WRITTEN TASK:
Render the listing below as a Markdown table with the columns Row and Line. Cover only the lines from the line with "query (the noun phrase to segment): **dark" to the line with "MULTIPOLYGON (((417 104, 415", both included, number each row, and omit blank lines.

--------------------------------

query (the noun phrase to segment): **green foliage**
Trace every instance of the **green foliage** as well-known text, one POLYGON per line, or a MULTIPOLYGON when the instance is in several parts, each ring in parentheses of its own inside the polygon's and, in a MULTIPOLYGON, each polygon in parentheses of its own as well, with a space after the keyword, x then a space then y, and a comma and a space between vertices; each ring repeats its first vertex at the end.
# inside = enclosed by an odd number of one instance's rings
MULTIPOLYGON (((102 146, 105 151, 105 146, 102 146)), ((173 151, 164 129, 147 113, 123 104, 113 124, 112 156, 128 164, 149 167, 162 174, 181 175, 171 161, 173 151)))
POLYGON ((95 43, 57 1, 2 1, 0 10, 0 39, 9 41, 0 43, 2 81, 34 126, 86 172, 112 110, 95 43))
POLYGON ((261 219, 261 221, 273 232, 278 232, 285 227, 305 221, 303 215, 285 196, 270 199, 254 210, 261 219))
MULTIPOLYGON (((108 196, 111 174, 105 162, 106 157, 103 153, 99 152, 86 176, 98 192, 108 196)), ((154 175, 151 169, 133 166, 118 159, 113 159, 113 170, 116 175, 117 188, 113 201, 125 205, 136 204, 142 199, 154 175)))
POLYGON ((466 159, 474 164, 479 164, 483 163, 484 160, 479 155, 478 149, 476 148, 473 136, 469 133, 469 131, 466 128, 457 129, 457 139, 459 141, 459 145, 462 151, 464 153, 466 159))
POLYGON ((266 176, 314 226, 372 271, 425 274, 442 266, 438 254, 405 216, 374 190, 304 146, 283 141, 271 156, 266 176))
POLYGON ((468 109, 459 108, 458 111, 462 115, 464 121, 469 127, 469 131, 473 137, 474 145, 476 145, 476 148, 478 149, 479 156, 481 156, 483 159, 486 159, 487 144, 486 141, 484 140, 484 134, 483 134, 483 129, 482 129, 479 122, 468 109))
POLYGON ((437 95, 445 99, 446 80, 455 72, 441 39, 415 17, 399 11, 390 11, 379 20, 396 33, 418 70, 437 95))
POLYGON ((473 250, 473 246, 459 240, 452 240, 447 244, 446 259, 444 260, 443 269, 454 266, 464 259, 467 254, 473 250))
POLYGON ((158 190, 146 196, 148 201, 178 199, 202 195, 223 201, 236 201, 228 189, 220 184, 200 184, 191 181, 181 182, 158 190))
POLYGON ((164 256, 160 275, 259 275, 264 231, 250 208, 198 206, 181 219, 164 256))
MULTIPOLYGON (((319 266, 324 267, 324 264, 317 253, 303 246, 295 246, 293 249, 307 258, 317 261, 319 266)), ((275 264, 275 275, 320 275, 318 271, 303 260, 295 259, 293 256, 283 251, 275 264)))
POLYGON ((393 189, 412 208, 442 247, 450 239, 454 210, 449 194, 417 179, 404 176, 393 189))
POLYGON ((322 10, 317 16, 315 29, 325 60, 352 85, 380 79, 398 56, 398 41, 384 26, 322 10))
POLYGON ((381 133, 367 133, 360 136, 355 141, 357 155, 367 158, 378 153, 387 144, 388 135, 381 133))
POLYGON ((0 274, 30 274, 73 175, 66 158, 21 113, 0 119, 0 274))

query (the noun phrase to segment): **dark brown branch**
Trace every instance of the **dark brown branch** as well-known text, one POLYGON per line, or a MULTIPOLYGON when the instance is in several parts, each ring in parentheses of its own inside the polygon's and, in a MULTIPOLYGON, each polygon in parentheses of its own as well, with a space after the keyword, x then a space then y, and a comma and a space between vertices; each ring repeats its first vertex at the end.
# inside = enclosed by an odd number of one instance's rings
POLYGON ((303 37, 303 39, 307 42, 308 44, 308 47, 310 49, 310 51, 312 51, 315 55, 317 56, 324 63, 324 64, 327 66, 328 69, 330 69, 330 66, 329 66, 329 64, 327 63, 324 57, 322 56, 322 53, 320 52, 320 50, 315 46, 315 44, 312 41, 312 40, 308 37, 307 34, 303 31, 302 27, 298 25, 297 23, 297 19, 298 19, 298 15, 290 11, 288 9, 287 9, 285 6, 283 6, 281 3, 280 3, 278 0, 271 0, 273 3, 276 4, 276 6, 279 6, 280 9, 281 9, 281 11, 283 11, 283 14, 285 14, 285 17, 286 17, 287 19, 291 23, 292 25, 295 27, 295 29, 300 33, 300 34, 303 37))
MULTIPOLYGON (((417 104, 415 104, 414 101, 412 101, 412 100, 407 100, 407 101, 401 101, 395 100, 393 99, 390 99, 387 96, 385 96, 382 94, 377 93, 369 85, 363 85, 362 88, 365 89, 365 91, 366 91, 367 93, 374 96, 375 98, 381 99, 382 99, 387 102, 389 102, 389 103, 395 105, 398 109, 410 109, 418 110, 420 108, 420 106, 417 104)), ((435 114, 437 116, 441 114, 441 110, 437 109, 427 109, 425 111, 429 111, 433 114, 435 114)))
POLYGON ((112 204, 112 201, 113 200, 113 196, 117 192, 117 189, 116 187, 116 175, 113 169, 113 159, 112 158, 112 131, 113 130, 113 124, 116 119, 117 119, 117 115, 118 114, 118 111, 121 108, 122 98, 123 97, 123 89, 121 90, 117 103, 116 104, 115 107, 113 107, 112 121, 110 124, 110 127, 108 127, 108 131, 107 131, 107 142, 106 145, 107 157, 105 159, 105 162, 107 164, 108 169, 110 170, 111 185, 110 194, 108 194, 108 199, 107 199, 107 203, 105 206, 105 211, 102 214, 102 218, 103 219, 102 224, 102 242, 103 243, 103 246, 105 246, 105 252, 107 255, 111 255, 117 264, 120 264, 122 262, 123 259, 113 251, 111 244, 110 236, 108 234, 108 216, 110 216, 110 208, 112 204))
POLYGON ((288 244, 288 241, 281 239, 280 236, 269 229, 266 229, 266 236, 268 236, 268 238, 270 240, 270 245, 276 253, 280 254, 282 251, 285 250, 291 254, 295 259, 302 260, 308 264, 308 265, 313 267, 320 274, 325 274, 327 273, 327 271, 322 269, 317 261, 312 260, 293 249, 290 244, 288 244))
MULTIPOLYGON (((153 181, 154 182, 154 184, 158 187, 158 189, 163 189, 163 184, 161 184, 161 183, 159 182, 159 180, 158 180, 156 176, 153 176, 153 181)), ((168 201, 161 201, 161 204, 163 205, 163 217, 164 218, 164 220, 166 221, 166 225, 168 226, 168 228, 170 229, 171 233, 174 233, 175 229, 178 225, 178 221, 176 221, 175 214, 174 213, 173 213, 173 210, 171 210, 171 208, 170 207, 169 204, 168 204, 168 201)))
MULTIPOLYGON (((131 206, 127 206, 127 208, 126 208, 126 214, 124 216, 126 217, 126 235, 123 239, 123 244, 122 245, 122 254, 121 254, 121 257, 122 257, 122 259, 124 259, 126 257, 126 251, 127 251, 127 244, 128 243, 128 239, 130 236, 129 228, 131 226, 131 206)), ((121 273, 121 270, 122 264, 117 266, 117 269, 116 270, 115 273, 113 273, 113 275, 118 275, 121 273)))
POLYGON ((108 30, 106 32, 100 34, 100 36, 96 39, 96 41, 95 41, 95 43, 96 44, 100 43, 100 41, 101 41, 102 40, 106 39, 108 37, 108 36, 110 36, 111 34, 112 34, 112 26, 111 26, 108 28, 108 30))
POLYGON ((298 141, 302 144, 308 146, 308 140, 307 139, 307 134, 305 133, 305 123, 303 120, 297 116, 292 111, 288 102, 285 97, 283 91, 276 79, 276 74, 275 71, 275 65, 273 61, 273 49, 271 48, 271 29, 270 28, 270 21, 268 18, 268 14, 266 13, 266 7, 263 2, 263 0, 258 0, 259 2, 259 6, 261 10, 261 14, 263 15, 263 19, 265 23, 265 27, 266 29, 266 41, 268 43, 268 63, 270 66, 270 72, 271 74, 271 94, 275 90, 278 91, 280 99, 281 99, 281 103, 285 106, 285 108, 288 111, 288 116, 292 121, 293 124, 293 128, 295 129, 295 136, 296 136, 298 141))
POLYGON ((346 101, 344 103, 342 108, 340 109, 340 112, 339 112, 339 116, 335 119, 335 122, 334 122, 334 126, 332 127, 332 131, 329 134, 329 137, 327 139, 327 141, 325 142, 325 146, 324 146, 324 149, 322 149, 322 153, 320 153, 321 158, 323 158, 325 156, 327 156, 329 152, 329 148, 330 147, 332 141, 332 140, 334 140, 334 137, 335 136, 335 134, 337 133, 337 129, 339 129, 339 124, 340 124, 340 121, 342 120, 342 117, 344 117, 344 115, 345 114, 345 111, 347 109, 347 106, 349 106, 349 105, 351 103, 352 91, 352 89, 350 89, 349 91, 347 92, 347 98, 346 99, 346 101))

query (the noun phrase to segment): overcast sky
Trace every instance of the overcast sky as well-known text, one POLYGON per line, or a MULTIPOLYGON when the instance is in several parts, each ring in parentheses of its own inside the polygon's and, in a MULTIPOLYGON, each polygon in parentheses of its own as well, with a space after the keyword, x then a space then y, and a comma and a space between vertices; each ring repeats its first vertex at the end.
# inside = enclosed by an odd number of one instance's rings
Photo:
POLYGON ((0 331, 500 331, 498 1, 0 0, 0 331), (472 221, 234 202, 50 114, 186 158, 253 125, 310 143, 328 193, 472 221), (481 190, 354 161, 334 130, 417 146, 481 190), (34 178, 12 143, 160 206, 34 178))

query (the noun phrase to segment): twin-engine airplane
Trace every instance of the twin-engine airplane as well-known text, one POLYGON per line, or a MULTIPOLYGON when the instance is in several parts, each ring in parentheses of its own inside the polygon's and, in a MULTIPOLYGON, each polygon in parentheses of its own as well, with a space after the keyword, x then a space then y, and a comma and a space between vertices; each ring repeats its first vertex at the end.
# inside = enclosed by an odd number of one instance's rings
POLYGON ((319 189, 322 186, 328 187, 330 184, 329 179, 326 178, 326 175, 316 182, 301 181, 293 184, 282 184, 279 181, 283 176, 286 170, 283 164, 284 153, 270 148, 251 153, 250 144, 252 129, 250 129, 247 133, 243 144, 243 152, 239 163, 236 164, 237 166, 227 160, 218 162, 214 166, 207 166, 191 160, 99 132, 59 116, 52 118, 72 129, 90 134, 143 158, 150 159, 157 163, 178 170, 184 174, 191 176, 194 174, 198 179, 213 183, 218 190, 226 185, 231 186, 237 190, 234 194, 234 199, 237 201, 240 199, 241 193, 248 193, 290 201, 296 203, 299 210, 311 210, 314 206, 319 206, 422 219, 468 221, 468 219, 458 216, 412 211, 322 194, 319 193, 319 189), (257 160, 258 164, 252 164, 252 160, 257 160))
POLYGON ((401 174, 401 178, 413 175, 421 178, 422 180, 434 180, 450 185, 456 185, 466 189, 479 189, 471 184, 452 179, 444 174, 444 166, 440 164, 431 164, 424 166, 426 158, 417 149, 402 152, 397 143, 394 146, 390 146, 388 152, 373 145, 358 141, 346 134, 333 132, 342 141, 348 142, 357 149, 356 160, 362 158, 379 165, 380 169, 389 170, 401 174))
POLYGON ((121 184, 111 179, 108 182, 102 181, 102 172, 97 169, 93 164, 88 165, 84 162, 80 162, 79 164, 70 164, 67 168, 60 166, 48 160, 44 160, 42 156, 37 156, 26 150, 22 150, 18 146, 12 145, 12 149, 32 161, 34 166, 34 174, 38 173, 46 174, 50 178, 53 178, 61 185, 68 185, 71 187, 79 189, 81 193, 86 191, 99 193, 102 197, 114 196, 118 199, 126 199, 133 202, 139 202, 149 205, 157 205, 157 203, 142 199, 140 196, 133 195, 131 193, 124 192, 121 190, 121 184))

--------------------------------

EXERCISE SOLUTION:
| Row | Line |
|---|---|
| 1 | query (the noun phrase to segment): **dark brown branch** |
| 2 | Trace every instance of the **dark brown branch** as well-known text, one POLYGON per line, or a MULTIPOLYGON when the instance is in several parts, each ring in parentheses of its own inside the polygon's and, in a MULTIPOLYGON, each polygon in parentheses of its own as well, with a space after the keyword, x then a space then y, and a comma and a space between vertices; each ring repeats its first vertex at the end. |
| 3 | # inside = enclosed by an odd number of one instance's rings |
| 4 | POLYGON ((303 37, 303 39, 307 42, 308 44, 308 47, 310 49, 310 51, 312 51, 315 55, 317 56, 324 63, 324 64, 327 66, 328 69, 330 69, 330 66, 329 66, 329 64, 327 63, 324 57, 322 56, 322 53, 320 52, 320 50, 315 46, 315 44, 312 41, 312 40, 308 37, 307 34, 303 31, 302 27, 298 25, 297 23, 297 19, 298 19, 298 15, 290 11, 288 9, 287 9, 285 6, 283 6, 281 3, 280 3, 278 0, 271 0, 273 3, 276 4, 276 6, 279 6, 280 9, 281 9, 281 11, 283 11, 283 14, 285 14, 285 17, 286 17, 287 19, 291 23, 292 25, 295 27, 295 29, 300 33, 300 34, 303 37)) |
| 5 | MULTIPOLYGON (((417 104, 415 104, 414 101, 412 101, 412 100, 407 100, 407 101, 401 101, 395 100, 393 99, 390 99, 387 96, 385 96, 382 94, 377 93, 369 85, 363 85, 362 88, 365 89, 365 91, 366 91, 367 93, 374 96, 375 98, 381 99, 382 99, 387 102, 389 102, 389 103, 395 105, 398 109, 410 109, 418 110, 420 108, 420 106, 417 104)), ((435 114, 437 116, 441 114, 441 110, 437 109, 427 109, 425 111, 429 111, 433 114, 435 114))) |